→ **MATERIAL PROVIDED**
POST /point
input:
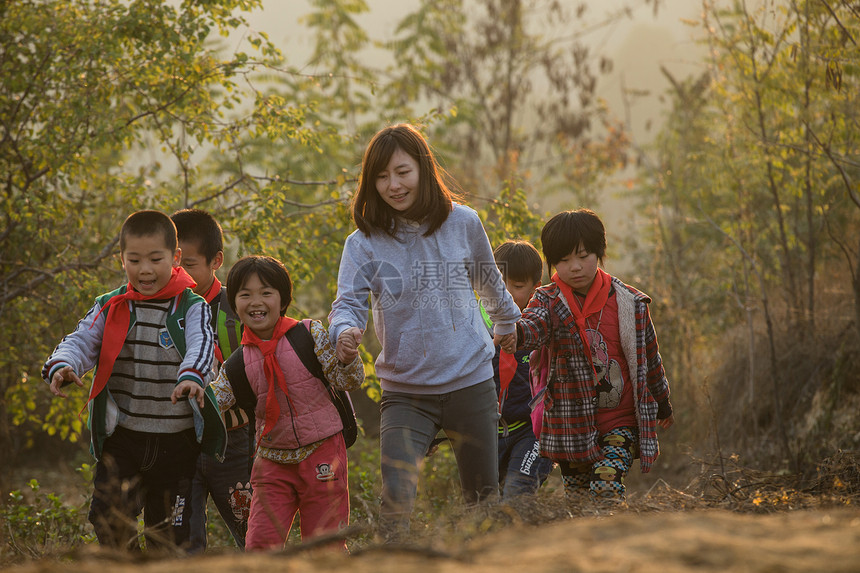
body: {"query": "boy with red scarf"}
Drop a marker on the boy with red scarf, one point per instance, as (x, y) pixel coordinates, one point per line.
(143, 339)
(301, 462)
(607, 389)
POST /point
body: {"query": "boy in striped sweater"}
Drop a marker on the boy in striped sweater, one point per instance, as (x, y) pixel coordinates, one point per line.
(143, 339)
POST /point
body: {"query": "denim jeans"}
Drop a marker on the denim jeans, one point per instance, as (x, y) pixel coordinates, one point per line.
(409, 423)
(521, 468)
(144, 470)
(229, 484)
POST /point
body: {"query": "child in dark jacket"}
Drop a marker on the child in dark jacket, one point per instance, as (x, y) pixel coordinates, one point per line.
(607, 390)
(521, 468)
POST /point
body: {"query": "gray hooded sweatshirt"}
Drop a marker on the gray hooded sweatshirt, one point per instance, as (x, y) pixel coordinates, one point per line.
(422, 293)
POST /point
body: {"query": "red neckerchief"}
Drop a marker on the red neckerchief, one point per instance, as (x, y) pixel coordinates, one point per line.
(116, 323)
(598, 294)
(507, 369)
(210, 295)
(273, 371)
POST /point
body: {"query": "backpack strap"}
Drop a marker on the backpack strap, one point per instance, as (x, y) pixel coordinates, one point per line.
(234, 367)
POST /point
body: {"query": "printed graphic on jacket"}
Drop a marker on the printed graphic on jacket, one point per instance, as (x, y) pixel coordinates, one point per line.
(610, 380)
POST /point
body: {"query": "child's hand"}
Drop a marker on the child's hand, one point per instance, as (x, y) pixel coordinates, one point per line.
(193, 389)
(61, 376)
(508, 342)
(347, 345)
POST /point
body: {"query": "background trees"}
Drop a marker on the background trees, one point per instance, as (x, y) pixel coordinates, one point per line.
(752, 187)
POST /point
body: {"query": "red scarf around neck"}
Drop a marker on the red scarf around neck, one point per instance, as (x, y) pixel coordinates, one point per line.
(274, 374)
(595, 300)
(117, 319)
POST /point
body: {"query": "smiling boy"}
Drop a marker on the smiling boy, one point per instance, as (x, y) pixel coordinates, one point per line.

---

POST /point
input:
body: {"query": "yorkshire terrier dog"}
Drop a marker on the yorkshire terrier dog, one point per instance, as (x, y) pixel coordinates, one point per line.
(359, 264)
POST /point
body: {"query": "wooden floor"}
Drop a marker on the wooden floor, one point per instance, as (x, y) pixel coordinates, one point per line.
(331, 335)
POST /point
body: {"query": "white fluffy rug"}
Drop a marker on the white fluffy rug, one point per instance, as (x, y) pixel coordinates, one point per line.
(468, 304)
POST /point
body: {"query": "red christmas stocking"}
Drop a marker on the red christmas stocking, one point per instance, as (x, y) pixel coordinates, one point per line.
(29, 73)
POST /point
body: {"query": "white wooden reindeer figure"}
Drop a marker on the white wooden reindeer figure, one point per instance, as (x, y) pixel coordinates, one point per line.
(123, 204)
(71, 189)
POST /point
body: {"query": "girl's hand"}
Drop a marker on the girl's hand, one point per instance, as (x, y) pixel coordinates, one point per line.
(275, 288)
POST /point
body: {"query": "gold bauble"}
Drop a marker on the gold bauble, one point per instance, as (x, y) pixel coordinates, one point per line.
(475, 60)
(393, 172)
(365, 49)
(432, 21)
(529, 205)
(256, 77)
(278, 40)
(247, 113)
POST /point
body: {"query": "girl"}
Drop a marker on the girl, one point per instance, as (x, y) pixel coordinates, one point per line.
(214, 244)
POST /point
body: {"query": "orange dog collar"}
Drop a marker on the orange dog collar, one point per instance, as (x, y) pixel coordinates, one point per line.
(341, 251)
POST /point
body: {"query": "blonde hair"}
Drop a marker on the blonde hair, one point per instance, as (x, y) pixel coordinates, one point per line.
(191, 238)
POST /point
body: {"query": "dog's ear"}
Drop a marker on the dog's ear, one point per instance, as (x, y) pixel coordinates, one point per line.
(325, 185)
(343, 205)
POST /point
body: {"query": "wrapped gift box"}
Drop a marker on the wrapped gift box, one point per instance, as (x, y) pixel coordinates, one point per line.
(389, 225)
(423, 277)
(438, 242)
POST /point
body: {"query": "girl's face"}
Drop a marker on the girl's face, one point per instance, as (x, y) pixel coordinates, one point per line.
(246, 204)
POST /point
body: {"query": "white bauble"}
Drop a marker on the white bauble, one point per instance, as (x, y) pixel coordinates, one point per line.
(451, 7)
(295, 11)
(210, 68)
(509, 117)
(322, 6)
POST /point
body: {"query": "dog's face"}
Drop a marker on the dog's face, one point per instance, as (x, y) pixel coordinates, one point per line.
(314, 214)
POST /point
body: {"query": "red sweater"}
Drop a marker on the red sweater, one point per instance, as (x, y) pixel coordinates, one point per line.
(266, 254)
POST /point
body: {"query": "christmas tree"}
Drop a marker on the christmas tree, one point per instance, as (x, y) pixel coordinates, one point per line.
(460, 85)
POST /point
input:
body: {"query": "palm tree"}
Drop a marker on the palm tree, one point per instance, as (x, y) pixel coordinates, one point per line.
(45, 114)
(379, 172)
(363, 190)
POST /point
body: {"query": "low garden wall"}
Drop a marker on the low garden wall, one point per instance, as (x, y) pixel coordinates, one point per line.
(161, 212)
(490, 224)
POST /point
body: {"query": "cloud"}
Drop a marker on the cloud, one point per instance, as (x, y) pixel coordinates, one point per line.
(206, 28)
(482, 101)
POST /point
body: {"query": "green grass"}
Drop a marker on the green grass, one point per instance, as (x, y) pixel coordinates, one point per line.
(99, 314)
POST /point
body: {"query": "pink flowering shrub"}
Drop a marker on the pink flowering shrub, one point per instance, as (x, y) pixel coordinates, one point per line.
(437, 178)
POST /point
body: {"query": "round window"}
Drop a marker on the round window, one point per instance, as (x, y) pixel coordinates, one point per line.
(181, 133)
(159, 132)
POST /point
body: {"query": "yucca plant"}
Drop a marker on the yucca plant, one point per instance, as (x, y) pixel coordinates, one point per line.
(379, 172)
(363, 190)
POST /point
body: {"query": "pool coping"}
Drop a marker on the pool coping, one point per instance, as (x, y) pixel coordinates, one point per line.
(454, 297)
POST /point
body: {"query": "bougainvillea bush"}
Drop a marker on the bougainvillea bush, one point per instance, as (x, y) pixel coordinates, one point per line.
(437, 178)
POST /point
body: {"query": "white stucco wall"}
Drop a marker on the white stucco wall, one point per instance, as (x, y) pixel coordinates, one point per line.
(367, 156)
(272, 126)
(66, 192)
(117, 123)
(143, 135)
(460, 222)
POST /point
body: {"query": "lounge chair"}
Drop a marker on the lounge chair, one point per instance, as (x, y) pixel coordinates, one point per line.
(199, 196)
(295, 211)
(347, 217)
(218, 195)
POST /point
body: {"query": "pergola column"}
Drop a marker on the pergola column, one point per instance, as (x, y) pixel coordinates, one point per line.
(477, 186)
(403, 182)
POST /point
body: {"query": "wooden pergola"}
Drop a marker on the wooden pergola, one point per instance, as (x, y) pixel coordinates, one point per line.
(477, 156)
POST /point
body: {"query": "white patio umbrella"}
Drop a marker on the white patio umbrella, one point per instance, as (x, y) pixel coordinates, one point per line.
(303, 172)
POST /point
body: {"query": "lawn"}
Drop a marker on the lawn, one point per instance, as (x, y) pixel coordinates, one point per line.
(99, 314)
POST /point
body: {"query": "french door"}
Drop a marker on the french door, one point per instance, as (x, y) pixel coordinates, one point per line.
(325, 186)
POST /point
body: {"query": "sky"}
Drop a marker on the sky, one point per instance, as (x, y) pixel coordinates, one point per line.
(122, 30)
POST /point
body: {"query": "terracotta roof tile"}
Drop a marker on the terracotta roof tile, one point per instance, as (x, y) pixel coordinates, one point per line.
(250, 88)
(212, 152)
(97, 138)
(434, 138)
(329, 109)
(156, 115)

...

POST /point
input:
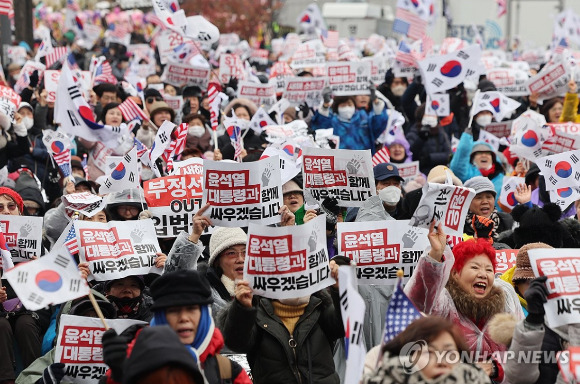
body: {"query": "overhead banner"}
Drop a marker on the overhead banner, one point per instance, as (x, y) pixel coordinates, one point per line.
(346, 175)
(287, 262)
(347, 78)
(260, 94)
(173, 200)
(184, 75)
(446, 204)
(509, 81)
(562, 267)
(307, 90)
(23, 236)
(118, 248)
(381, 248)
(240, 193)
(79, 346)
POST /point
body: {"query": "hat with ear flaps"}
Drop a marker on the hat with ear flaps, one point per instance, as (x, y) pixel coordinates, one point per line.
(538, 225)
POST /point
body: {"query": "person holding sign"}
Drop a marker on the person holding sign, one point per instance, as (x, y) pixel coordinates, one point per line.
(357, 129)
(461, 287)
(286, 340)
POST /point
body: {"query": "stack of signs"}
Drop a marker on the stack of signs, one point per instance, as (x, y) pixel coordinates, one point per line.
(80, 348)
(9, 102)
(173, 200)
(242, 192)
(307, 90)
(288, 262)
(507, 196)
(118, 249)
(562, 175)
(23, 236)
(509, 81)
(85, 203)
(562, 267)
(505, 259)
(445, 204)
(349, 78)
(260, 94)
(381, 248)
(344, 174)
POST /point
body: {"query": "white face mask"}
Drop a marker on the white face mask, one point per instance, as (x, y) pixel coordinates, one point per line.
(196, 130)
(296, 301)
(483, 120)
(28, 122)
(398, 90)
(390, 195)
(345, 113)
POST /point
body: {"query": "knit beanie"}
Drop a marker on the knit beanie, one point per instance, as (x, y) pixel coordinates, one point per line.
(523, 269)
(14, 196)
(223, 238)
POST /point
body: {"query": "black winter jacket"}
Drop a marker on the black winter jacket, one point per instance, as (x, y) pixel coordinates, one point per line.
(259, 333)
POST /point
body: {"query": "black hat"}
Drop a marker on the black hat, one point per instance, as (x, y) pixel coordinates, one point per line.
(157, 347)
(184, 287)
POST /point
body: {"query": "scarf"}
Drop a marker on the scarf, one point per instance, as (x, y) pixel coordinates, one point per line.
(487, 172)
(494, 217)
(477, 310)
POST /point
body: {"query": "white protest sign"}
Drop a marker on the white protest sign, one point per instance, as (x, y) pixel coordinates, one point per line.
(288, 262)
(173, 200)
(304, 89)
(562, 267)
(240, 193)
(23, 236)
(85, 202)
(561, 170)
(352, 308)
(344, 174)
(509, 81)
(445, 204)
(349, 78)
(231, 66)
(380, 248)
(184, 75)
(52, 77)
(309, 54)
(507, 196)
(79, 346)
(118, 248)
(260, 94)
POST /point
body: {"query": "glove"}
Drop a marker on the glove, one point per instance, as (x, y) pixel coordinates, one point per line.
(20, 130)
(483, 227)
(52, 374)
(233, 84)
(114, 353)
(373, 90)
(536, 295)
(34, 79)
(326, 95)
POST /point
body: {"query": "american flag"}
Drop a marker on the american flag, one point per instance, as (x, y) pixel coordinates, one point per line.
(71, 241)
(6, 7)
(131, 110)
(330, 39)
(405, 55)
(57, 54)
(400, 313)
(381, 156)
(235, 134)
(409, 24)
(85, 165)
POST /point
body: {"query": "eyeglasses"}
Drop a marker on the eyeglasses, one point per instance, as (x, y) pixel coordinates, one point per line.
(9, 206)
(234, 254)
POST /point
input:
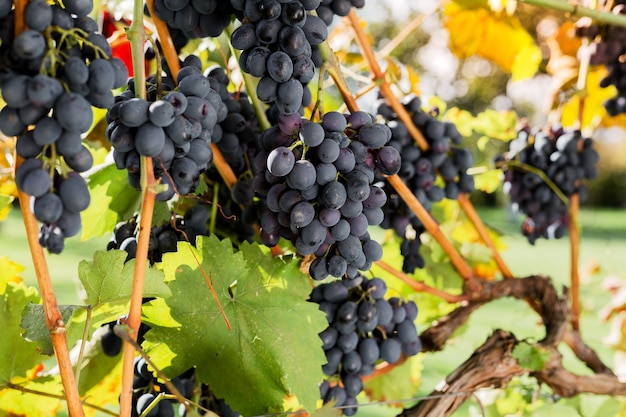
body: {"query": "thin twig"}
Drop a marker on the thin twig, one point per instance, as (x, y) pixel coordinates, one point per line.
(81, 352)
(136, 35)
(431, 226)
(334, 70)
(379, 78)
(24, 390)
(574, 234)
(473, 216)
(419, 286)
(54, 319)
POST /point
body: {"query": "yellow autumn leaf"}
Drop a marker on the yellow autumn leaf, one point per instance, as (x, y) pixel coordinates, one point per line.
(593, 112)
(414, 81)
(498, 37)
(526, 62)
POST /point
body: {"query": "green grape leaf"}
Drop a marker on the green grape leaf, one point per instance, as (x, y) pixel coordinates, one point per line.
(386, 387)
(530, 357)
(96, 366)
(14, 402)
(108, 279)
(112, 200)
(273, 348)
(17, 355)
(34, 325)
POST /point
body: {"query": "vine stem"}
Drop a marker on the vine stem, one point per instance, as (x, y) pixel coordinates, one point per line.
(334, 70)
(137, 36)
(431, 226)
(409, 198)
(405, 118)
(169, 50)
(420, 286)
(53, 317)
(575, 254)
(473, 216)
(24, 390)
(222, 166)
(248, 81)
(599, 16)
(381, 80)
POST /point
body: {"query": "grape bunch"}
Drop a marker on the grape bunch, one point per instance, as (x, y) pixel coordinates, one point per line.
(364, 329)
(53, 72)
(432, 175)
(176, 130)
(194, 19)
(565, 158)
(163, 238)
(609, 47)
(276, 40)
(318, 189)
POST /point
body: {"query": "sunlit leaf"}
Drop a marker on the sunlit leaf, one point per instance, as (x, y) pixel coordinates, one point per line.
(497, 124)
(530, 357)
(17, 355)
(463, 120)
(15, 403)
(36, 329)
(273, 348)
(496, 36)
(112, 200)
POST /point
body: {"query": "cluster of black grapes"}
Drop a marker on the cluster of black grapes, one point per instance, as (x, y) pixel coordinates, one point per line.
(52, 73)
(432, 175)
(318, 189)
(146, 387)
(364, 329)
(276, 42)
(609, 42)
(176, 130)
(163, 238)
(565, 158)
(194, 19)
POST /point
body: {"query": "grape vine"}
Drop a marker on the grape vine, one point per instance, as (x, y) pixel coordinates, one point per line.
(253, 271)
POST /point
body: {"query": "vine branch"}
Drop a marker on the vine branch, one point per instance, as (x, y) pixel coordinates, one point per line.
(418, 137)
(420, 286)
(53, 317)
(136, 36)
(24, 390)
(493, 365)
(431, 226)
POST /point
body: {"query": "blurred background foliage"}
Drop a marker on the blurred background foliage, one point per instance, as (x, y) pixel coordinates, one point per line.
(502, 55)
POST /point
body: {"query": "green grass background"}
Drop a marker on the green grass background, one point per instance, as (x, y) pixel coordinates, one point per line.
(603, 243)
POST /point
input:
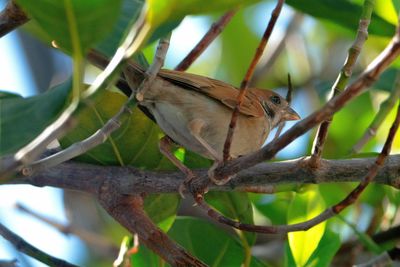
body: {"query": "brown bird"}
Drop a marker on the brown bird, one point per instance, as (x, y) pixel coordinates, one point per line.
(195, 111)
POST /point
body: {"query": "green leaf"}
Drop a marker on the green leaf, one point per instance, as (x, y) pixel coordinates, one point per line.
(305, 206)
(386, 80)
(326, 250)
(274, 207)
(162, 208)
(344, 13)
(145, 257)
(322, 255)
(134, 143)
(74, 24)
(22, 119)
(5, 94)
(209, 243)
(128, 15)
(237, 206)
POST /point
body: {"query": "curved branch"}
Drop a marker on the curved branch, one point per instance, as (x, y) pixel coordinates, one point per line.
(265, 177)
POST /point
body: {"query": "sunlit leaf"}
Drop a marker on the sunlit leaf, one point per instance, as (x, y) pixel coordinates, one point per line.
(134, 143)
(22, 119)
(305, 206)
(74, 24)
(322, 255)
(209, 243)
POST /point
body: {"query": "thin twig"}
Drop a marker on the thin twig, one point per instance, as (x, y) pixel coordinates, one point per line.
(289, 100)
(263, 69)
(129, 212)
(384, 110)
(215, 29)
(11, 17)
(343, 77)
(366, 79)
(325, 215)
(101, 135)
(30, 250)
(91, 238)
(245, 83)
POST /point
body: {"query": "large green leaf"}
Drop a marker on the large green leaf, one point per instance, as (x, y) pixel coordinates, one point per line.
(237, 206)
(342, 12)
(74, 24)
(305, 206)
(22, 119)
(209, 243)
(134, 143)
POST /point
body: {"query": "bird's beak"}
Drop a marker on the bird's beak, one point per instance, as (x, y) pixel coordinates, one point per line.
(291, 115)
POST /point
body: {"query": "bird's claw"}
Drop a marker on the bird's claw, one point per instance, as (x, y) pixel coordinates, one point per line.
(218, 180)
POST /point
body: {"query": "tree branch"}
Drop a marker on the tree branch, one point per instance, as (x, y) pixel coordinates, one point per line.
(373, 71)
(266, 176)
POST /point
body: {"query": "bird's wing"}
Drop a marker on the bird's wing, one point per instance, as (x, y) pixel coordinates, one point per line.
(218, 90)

→ **EXERCISE**
List every line in the rows above that contains the word "shrub". Case counts.

→ **SOLUTION TO THIS PROBLEM**
body: {"query": "pink flowering shrub"}
Drop a marker on the pink flowering shrub, one point per instance, as (x, y) pixel coordinates, one point per line.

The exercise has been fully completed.